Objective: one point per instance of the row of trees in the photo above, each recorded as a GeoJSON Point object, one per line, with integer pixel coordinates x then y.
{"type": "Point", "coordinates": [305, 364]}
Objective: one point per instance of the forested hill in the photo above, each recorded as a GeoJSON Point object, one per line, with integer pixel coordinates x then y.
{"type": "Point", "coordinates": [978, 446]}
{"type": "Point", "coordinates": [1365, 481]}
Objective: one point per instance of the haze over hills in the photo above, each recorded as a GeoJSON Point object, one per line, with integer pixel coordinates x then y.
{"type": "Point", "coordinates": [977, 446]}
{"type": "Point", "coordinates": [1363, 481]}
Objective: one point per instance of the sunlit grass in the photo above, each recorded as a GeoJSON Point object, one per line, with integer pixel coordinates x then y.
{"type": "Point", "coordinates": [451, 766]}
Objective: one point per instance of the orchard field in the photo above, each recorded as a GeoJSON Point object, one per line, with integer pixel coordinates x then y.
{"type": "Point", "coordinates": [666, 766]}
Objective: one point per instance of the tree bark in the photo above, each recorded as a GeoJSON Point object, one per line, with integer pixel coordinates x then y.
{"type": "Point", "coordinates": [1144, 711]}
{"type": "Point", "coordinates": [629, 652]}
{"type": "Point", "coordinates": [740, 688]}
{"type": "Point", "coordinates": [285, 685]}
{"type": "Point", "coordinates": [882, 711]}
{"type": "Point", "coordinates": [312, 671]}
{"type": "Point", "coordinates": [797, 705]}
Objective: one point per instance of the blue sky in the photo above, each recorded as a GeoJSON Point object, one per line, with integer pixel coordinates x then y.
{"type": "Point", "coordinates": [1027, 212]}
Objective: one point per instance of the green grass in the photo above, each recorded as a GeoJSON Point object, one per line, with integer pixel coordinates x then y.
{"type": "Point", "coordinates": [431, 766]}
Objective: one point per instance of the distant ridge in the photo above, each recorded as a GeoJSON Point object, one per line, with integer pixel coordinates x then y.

======

_WORK INSTRUCTION_
Word for word, repeat the lines from the one holding "Objective: one point per instance of the blue" through the last line of the entries, both included.

_ANSWER BOX_
Objective: one point per instance of the blue sky in the photo above, each recorded as a GeoJSON Point object, one per line, with integer pixel coordinates x then y.
{"type": "Point", "coordinates": [1027, 212]}
Objective: one point per instance of the green grass in the photo above, each recorded as a GeoJSON Point object, one per line, with integer pixel coordinates x then y.
{"type": "Point", "coordinates": [431, 766]}
Objective: one point per instance of the distant ridge in the photo above, each recorded as a GeoJSON Point object, one per line, with integer pixel coordinates x then y.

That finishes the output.